◆ **Requirement**
Each record below should be output verbatim, without pictures.

** Study material follows **

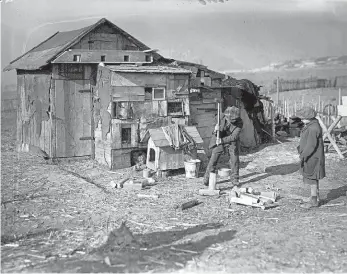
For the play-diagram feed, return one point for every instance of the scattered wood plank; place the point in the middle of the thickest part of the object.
(331, 205)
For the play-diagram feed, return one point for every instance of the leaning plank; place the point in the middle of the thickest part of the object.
(332, 126)
(332, 141)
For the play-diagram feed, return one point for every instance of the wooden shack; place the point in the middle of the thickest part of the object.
(96, 91)
(160, 155)
(56, 83)
(132, 99)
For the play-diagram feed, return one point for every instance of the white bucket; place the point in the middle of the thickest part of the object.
(192, 168)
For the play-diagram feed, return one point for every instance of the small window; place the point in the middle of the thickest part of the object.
(148, 94)
(122, 110)
(158, 94)
(77, 58)
(151, 155)
(175, 108)
(126, 135)
(114, 110)
(148, 58)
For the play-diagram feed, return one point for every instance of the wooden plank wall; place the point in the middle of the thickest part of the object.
(111, 56)
(77, 82)
(33, 117)
(203, 109)
(130, 87)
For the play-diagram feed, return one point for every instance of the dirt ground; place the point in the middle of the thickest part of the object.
(65, 217)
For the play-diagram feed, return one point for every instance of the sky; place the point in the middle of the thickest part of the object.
(236, 34)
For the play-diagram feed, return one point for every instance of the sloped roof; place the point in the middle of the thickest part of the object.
(47, 50)
(243, 84)
(149, 69)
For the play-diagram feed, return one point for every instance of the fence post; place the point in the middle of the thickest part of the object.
(273, 121)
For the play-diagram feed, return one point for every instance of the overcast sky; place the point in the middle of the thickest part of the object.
(237, 34)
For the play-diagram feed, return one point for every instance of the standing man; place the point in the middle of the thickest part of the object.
(311, 150)
(229, 130)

** End of Study material **

◆ **Answer section**
For the play-diagram feed, return one point for every instance of the scattered wood plank; place the point in the middle of the thickest part of the object.
(331, 205)
For the play-diagram feed, return one point for every instance of the leaning plank; place the point in the middle of the thickest part of the object.
(332, 126)
(332, 141)
For the play-diagram feed, return one point for every instance of the wooden shack; place the point in the middle of the thickest part of the object.
(96, 91)
(160, 155)
(56, 83)
(132, 99)
For the play-diagram feed, return one point for every instance of the white bucket; place the point in the middle of the thickest part of the object.
(192, 168)
For the play-diagram feed, return one point for every instance of the small window; place the point in the middle of the thickest part of the object.
(148, 94)
(122, 110)
(158, 94)
(77, 58)
(151, 155)
(175, 108)
(126, 135)
(114, 110)
(148, 58)
For the play-diagram feed, return one point for every instance of the wooden plank wall; place the point in the middle of the thickest part of the object.
(111, 56)
(77, 82)
(33, 117)
(203, 109)
(130, 87)
For the play-diagram feed, return one point for every instance of the dirt ground; place the point in the middle of the thickest part of the object.
(65, 217)
For the play-diagram feed, return one point for every instance of the sky; place the point in the middle of the thickest part of the object.
(236, 34)
For the play-diagram feed, return one point for every instance of the sloped roof; place the point in the middle of the thickest part of the object.
(47, 50)
(243, 84)
(149, 69)
For the play-diagram feed, return one point for every instance of the fence post; place the point in the middle of the thickest part of the object.
(273, 121)
For the play-diagram feed, return one point for every instance of the overcast sky; place the point in the middle of the thickest part of the object.
(237, 34)
For the play-diagram feed, return one point for every instance of the standing man; place the point in the middle of the thickest part of the object.
(311, 150)
(229, 130)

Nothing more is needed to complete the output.